> [Selected text]
'''

Different approach to removing RayGetError #3471

ericl · 2018-12-05T01:20:08Z

What do these changes do?

ericl · 2018-12-05T01:21:04Z

Example output:

Traceback (most recent call last):
  File "/home/eric/Desktop/ray-private/python/ray/tune/trial_runner.py", line 261, in _process_events
    result = self.trial_executor.fetch_result(trial)
  File "/home/eric/Desktop/ray-private/python/ray/tune/ray_trial_executor.py", line 211, in fetch_result
    result = ray.get(trial_future[0])
  File "/home/eric/Desktop/ray-private/python/ray/worker.py", line 2293, in get
    raise value
ray.worker.RayTaskError: ray_PPOAgent:train() (pid=31593, host=eric-ThinkPad)
  File "/home/eric/Desktop/ray-private/python/ray/rllib/agents/agent.py", line 324, in train
    result = Trainable.train(self)
  File "/home/eric/Desktop/ray-private/python/ray/tune/trainable.py", line 146, in train
    result = self._train()

'''

> [Task instructions]
a - In the RayGetError thread, rewrite everything from "Traceback (most recent" down to "result = self._train()", replacing "fetch_result" with "get_result".
b - Continue the RayGetError pull request discussion from the point where it stops.

> [Supplied records]
'''

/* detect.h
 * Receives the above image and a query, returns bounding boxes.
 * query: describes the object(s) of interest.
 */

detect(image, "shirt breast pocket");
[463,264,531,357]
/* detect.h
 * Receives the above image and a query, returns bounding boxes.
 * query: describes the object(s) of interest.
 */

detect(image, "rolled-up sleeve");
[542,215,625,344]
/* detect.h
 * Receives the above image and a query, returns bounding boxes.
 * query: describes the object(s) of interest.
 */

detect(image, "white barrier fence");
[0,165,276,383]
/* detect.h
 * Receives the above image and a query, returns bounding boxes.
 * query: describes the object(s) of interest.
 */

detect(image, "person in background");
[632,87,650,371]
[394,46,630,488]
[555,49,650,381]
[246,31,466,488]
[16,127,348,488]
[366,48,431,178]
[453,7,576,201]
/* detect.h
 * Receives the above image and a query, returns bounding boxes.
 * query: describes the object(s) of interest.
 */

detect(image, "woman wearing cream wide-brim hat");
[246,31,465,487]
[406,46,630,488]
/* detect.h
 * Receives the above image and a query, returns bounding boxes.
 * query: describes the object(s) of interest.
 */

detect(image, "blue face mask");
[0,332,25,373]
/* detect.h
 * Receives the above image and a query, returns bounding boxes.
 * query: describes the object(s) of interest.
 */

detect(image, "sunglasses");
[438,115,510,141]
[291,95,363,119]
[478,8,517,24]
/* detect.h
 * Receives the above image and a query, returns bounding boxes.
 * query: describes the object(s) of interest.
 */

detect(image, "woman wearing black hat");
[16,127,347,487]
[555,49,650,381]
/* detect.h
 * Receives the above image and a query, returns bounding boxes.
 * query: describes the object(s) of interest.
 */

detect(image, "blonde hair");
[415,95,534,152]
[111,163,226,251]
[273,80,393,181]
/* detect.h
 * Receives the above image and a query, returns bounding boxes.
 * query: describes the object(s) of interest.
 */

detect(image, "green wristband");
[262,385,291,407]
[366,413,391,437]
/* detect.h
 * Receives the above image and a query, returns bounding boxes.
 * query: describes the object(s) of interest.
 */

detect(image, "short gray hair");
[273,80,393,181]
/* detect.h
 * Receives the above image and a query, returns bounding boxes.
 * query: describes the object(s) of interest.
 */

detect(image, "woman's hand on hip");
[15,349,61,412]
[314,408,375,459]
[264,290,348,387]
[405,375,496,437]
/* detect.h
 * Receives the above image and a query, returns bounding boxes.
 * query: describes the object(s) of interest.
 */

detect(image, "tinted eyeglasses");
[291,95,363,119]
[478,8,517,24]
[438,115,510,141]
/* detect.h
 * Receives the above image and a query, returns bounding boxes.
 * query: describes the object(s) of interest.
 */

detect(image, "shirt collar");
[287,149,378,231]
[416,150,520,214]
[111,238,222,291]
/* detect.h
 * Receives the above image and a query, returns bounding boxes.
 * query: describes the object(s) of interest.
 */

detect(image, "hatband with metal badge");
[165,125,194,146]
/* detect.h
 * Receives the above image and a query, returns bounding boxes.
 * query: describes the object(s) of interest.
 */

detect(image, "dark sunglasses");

'''

> [Answer set]
a -
Traceback (most recent call last):
  File "/home/eric/Desktop/ray-private/python/ray/tune/trial_runner.py", line 261, in _process_events
    result = self.trial_executor.get_result(trial)
  File "/home/eric/Desktop/ray-private/python/ray/tune/ray_trial_executor.py", line 211, in get_result
    result = ray.get(trial_future[0])
  File "/home/eric/Desktop/ray-private/python/ray/worker.py", line 2293, in get
    raise value
ray.worker.RayTaskError: ray_PPOAgent:train() (pid=31593, host=eric-ThinkPad)
  File "/home/eric/Desktop/ray-private/python/ray/rllib/agents/agent.py", line 324, in train
    result = Trainable.train(self)
  File "/home/eric/Desktop/ray-private/python/ray/tune/trainable.py", line 146, in train
    result = self._train()

b -
  File "/home/eric/Desktop/ray-private/python/ray/rllib/agents/ppo/ppo.py", line 122, in _train
    fetches = self.optimizer.step()
  File "/home/eric/Desktop/ray-private/python/ray/rllib/optimizers/multi_gpu_optimizer.py", line 106, in step
    self.train_batch_size)
  File "/home/eric/Desktop/ray-private/python/ray/rllib/agents/ppo/rollout.py", line 31, in collect_samples
    next_sample = ray.get(fut_sample)
ray.worker.RayTaskError: ray_PolicyEvaluator:sample() (pid=31594, host=eric-ThinkPad)
  File "/home/eric/Desktop/ray-private/python/ray/rllib/evaluation/policy_evaluator.py", line 343, in sample
    batches = [self.sampler.get_data()]
  File "/home/eric/Desktop/ray-private/python/ray/rllib/evaluation/sampler.py", line 69, in get_data
    item = next(self.rollout_provider)
  File "/home/eric/Desktop/ray-private/python/ray/rllib/evaluation/sampler.py", line 282, in _env_runner
    active_episodes, clip_actions)
  File "/home/eric/Desktop/ray-private/python/ray/rllib/evaluation/sampler.py", line 463, in _do_policy_eval
    actions, policy.action_space), rnn_out_cols, pi_info_cols)
  File "/home/eric/Desktop/ray-private/python/ray/rllib/evaluation/sampler.py", line 544, in _clip_actions
    raise ValueError("oops")
ValueError: oops

pcmoritz · 2018-12-05T01:36:11Z

This is really cool!

Here is a self-contained example:

import ray
ray.init()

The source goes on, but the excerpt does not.